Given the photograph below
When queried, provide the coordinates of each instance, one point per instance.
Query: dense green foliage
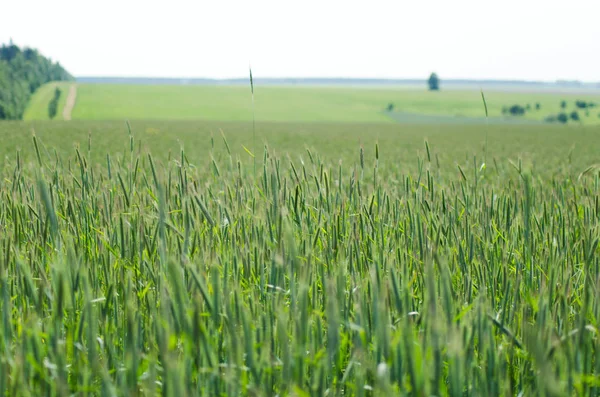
(53, 104)
(177, 263)
(22, 71)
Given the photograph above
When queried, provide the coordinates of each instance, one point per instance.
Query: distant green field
(299, 104)
(457, 143)
(38, 104)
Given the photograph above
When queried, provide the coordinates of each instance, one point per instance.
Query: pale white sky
(478, 39)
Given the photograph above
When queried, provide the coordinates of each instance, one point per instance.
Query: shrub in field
(516, 110)
(53, 104)
(562, 117)
(574, 115)
(433, 82)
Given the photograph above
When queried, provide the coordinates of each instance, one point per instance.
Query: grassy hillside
(299, 104)
(384, 260)
(37, 109)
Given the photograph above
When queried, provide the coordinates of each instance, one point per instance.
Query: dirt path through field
(70, 102)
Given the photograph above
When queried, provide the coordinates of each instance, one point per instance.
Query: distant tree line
(22, 71)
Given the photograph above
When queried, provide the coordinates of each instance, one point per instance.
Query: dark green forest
(22, 71)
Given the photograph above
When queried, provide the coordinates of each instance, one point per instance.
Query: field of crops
(302, 103)
(201, 258)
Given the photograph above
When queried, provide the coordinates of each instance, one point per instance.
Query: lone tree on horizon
(433, 82)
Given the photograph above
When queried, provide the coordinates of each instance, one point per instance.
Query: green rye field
(185, 258)
(301, 104)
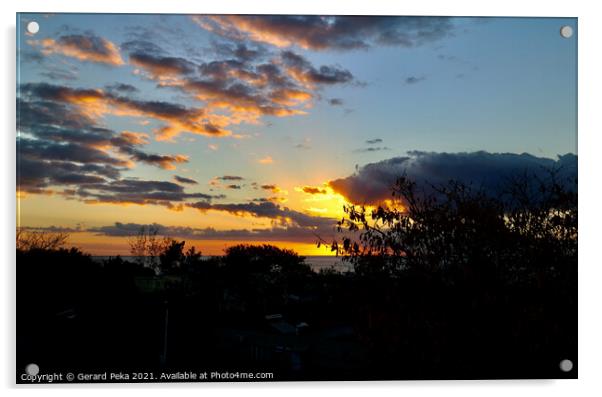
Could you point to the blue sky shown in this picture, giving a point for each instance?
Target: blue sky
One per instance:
(499, 85)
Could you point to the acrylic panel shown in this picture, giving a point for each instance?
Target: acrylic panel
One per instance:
(276, 197)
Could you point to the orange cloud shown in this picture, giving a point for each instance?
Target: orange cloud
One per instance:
(266, 160)
(83, 47)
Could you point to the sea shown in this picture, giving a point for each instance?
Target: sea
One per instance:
(316, 263)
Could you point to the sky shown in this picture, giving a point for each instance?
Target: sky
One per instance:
(230, 129)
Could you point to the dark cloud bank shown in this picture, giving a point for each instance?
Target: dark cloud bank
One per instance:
(373, 182)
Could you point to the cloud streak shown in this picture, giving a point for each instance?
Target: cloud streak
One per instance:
(373, 182)
(328, 32)
(85, 47)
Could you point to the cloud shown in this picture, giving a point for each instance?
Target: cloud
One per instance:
(160, 67)
(266, 160)
(93, 103)
(230, 178)
(61, 150)
(313, 190)
(414, 79)
(305, 73)
(281, 216)
(328, 32)
(243, 87)
(372, 149)
(181, 179)
(85, 47)
(276, 233)
(373, 182)
(273, 188)
(121, 88)
(143, 192)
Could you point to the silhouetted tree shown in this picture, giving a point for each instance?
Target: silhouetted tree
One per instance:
(35, 239)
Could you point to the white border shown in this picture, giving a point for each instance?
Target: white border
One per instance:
(590, 273)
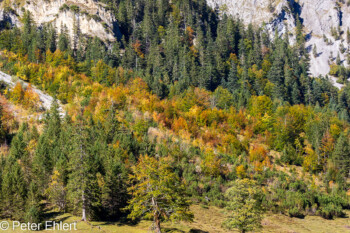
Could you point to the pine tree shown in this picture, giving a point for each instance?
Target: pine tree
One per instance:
(341, 155)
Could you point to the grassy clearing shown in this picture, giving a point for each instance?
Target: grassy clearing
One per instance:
(209, 219)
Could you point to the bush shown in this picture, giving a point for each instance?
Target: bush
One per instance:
(330, 211)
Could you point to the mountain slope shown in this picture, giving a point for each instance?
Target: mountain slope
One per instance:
(323, 17)
(87, 17)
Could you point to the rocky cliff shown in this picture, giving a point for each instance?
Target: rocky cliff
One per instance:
(325, 24)
(90, 16)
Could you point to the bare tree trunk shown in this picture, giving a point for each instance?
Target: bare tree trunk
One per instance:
(83, 218)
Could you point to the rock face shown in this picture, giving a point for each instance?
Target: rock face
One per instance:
(89, 16)
(319, 17)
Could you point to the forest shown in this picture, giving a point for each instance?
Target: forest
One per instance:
(189, 106)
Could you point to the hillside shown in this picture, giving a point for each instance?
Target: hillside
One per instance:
(189, 113)
(326, 24)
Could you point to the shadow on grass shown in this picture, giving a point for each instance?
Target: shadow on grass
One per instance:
(197, 231)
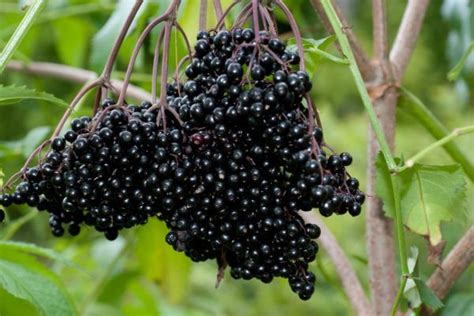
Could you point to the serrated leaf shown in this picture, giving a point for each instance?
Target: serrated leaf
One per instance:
(104, 40)
(413, 259)
(25, 278)
(24, 146)
(72, 51)
(426, 295)
(429, 196)
(315, 52)
(14, 94)
(456, 71)
(160, 262)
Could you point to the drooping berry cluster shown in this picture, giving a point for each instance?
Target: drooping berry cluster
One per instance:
(257, 161)
(229, 182)
(105, 172)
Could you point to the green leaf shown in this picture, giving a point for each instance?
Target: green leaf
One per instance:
(23, 277)
(160, 262)
(429, 195)
(456, 71)
(11, 305)
(104, 40)
(426, 295)
(72, 52)
(25, 146)
(14, 94)
(315, 52)
(32, 249)
(413, 259)
(459, 304)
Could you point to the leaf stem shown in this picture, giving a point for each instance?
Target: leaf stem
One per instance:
(401, 241)
(399, 297)
(346, 49)
(455, 133)
(15, 40)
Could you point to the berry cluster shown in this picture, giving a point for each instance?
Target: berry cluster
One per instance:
(257, 160)
(106, 172)
(229, 182)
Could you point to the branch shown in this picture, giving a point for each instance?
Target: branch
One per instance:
(362, 60)
(458, 260)
(380, 32)
(407, 35)
(350, 282)
(72, 74)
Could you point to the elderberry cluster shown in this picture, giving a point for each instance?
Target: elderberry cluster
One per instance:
(109, 172)
(257, 161)
(228, 181)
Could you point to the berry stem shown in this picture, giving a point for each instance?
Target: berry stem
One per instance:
(118, 42)
(169, 11)
(295, 29)
(221, 21)
(203, 15)
(164, 71)
(255, 18)
(156, 58)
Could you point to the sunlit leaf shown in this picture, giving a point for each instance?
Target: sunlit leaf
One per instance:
(104, 39)
(25, 278)
(429, 196)
(25, 146)
(316, 52)
(14, 94)
(72, 52)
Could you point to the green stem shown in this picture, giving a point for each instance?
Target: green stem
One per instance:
(443, 141)
(17, 224)
(401, 242)
(399, 297)
(346, 49)
(101, 282)
(15, 40)
(413, 106)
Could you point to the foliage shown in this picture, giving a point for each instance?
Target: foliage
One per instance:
(151, 279)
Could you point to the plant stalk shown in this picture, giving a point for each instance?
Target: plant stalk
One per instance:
(345, 47)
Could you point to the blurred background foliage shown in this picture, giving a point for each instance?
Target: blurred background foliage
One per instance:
(138, 274)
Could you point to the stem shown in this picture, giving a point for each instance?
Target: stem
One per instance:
(349, 279)
(380, 29)
(118, 42)
(401, 242)
(456, 262)
(155, 66)
(15, 40)
(174, 4)
(455, 133)
(203, 15)
(399, 297)
(73, 74)
(256, 26)
(218, 9)
(295, 29)
(100, 283)
(407, 35)
(415, 107)
(342, 38)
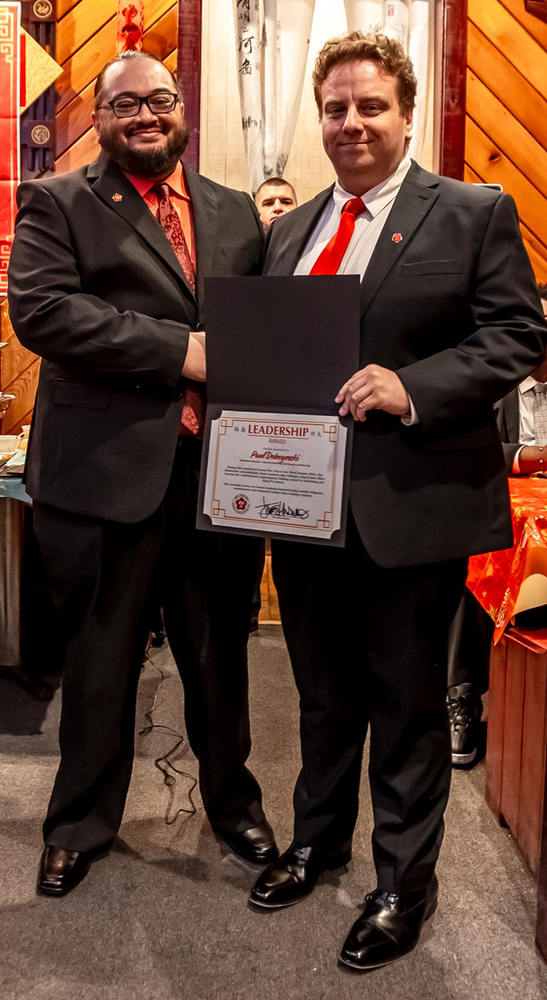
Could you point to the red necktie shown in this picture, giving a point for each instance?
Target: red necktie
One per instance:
(193, 399)
(331, 256)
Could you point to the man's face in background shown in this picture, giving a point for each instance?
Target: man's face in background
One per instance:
(273, 200)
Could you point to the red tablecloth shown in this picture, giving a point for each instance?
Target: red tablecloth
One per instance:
(495, 578)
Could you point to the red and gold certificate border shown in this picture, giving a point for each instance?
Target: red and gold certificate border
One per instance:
(331, 430)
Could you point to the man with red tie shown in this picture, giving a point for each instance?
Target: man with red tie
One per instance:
(450, 322)
(106, 284)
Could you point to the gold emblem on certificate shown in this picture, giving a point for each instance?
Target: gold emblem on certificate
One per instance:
(276, 472)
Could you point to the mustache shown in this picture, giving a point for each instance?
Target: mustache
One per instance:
(146, 162)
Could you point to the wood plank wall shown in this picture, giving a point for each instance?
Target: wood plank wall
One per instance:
(506, 136)
(86, 39)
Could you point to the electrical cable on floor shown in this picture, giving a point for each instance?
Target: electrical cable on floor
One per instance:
(164, 763)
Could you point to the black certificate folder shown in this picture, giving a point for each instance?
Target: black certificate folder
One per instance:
(280, 345)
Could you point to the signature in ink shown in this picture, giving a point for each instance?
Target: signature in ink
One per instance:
(280, 509)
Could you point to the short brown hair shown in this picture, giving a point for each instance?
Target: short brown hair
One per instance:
(354, 46)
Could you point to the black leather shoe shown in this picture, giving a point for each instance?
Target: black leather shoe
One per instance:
(60, 870)
(464, 714)
(389, 927)
(294, 876)
(256, 845)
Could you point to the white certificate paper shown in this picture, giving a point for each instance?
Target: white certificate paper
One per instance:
(276, 472)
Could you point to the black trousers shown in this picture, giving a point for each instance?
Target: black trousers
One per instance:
(469, 641)
(106, 580)
(368, 647)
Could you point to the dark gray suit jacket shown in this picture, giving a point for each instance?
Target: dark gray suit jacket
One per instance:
(454, 310)
(96, 290)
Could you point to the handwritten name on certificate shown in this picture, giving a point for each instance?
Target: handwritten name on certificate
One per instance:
(276, 472)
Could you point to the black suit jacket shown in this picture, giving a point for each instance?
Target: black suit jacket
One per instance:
(453, 309)
(96, 290)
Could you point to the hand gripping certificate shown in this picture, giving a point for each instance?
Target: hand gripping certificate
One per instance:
(276, 472)
(276, 455)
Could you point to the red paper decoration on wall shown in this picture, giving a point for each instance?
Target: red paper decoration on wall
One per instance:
(130, 15)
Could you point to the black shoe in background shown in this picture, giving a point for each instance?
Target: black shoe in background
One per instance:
(464, 714)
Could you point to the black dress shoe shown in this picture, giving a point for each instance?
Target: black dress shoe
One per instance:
(61, 871)
(464, 714)
(389, 927)
(294, 876)
(256, 845)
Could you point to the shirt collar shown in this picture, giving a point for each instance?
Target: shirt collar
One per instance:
(379, 196)
(176, 182)
(528, 384)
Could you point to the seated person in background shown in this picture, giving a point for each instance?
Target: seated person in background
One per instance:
(522, 423)
(274, 197)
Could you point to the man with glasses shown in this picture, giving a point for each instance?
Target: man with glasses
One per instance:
(106, 284)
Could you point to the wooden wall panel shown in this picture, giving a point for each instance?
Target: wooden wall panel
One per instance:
(222, 154)
(506, 138)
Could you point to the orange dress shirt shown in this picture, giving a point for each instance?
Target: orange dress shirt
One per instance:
(180, 199)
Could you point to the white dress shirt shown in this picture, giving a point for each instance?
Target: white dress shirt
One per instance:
(368, 227)
(527, 434)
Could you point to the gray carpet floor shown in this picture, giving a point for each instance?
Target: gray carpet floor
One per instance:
(165, 916)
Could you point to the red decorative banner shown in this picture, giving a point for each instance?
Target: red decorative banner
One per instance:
(495, 578)
(130, 17)
(10, 49)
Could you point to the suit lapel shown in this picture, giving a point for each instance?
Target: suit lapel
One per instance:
(205, 212)
(418, 194)
(111, 185)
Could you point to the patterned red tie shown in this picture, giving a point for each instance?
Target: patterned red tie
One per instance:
(331, 256)
(193, 399)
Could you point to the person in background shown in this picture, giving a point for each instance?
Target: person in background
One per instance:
(450, 322)
(106, 285)
(522, 424)
(275, 197)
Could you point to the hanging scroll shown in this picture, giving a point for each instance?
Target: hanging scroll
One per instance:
(10, 70)
(410, 22)
(421, 48)
(365, 15)
(129, 29)
(294, 28)
(249, 68)
(273, 39)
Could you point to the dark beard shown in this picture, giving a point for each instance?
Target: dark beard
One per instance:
(147, 163)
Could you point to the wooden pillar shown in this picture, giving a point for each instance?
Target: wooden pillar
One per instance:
(189, 72)
(451, 50)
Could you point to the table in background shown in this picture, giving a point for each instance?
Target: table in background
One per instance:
(514, 580)
(12, 532)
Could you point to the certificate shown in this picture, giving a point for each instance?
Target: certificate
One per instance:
(276, 473)
(276, 455)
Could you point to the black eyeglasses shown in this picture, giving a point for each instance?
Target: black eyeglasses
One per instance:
(128, 107)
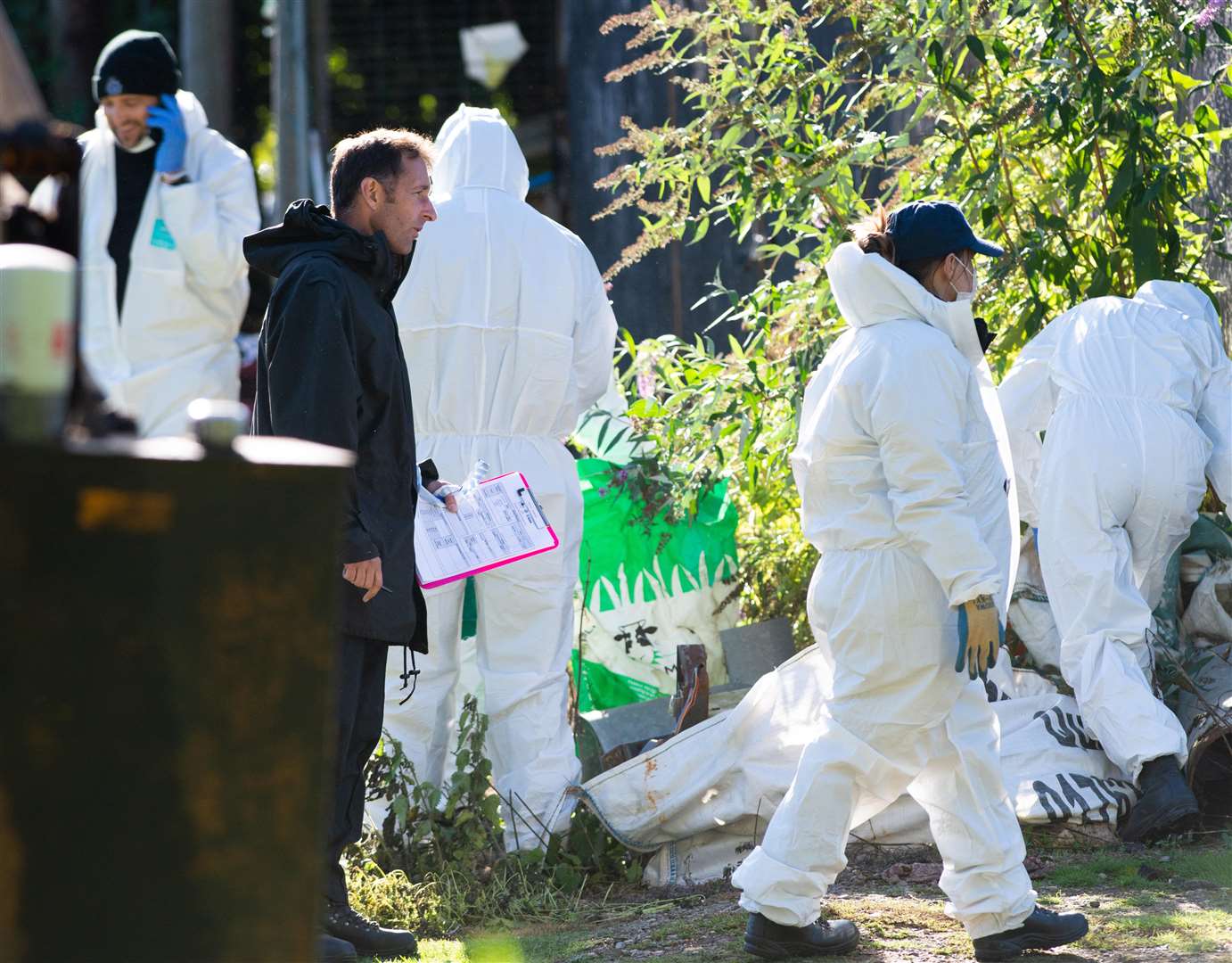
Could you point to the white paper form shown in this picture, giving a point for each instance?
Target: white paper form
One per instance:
(499, 524)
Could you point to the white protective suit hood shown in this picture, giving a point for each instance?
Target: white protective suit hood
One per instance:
(1180, 296)
(476, 148)
(870, 290)
(508, 335)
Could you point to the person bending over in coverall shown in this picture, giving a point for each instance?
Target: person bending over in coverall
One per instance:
(1136, 396)
(905, 490)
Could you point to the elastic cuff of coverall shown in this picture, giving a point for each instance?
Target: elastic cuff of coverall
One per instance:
(989, 587)
(1135, 769)
(990, 924)
(779, 915)
(781, 893)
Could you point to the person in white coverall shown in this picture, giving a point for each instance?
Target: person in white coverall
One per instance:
(905, 485)
(1136, 399)
(509, 337)
(165, 206)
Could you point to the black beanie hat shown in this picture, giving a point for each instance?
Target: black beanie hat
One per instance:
(136, 62)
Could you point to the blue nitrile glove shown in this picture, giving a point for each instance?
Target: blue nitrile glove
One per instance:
(165, 116)
(978, 640)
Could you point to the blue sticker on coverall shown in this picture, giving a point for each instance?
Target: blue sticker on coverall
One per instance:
(161, 235)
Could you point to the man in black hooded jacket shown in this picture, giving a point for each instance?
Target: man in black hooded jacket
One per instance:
(331, 369)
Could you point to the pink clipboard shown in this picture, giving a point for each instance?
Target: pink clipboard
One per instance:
(497, 522)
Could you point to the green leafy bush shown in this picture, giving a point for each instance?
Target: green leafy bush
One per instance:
(439, 860)
(1072, 134)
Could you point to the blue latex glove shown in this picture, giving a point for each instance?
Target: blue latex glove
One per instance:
(165, 116)
(978, 641)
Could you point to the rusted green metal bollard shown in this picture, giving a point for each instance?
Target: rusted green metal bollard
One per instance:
(167, 644)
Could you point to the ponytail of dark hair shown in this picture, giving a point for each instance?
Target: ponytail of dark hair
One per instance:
(873, 235)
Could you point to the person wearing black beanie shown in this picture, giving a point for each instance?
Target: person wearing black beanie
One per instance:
(165, 206)
(136, 62)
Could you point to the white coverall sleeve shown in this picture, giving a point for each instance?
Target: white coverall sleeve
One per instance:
(211, 218)
(1028, 399)
(1215, 419)
(594, 341)
(918, 408)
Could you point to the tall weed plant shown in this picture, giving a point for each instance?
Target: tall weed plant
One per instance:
(1076, 135)
(438, 862)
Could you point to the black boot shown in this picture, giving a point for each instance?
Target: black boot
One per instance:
(1041, 930)
(334, 951)
(770, 940)
(1167, 802)
(367, 939)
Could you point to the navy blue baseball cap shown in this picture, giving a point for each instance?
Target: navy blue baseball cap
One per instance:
(932, 229)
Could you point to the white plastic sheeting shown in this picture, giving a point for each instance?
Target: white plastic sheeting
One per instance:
(699, 801)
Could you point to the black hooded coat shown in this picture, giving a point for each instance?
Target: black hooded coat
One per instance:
(331, 369)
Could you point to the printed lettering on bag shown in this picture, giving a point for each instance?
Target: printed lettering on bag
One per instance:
(161, 235)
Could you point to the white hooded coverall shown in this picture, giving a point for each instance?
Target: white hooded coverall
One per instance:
(1136, 396)
(509, 337)
(903, 475)
(187, 279)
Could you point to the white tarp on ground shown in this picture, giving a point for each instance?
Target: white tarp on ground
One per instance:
(702, 798)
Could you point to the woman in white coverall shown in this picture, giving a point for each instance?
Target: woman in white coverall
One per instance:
(509, 337)
(1136, 396)
(905, 490)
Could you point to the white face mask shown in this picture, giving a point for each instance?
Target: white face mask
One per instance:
(974, 283)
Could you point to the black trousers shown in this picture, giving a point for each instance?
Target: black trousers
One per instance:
(361, 669)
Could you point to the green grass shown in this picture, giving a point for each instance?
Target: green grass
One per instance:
(1171, 867)
(1132, 917)
(1187, 931)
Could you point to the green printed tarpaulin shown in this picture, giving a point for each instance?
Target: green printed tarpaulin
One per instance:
(648, 589)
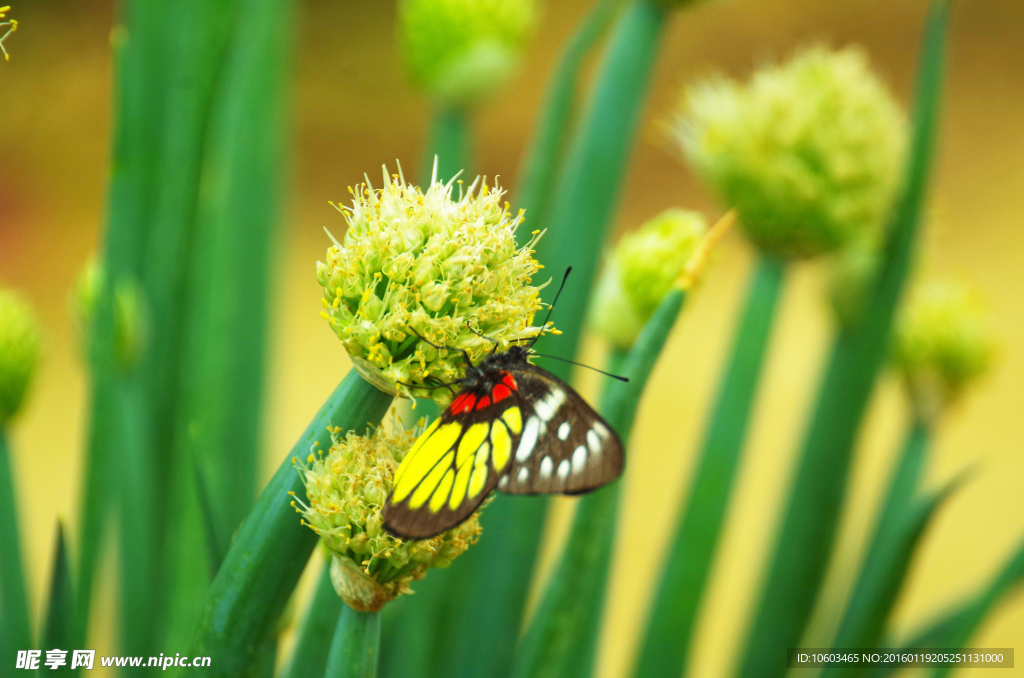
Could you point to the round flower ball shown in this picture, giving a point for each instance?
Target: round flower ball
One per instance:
(19, 342)
(943, 343)
(809, 152)
(640, 271)
(345, 493)
(462, 50)
(420, 277)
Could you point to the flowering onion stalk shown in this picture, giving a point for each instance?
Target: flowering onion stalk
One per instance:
(420, 267)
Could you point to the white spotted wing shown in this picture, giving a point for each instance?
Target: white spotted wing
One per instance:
(565, 447)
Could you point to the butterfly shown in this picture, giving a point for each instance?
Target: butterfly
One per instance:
(513, 426)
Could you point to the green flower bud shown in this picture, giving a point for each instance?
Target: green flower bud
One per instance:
(129, 312)
(417, 265)
(19, 340)
(641, 270)
(346, 490)
(809, 152)
(462, 50)
(943, 342)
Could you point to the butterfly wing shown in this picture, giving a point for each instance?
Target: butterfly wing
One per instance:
(452, 468)
(530, 434)
(565, 447)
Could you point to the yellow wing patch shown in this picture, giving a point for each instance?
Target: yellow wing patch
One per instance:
(422, 458)
(471, 440)
(461, 484)
(430, 482)
(478, 479)
(449, 463)
(502, 445)
(513, 418)
(416, 448)
(437, 501)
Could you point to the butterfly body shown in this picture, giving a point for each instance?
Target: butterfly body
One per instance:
(512, 426)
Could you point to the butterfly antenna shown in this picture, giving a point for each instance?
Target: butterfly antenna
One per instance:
(589, 367)
(552, 307)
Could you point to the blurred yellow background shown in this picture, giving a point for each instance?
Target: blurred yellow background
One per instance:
(352, 112)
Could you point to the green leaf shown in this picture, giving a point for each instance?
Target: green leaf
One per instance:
(140, 46)
(587, 192)
(271, 548)
(896, 534)
(561, 638)
(309, 658)
(963, 628)
(58, 629)
(138, 632)
(496, 573)
(238, 212)
(546, 151)
(678, 597)
(450, 143)
(15, 631)
(355, 645)
(808, 526)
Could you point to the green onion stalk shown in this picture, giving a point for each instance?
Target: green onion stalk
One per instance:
(805, 540)
(561, 638)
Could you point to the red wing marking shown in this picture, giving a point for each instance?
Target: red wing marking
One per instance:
(464, 403)
(500, 392)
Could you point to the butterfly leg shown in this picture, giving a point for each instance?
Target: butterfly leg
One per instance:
(464, 352)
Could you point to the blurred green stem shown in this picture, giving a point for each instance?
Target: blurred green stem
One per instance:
(58, 628)
(878, 585)
(677, 601)
(586, 194)
(581, 211)
(355, 645)
(449, 142)
(561, 639)
(965, 626)
(546, 150)
(310, 654)
(15, 631)
(271, 548)
(805, 540)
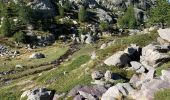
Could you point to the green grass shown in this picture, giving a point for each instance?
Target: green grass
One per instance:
(51, 53)
(61, 69)
(162, 95)
(141, 40)
(10, 93)
(162, 67)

##############################

» TASK TO COMPLETE
Go through the entries line by line and count those with "signature". Give only the count.

» RESULT
2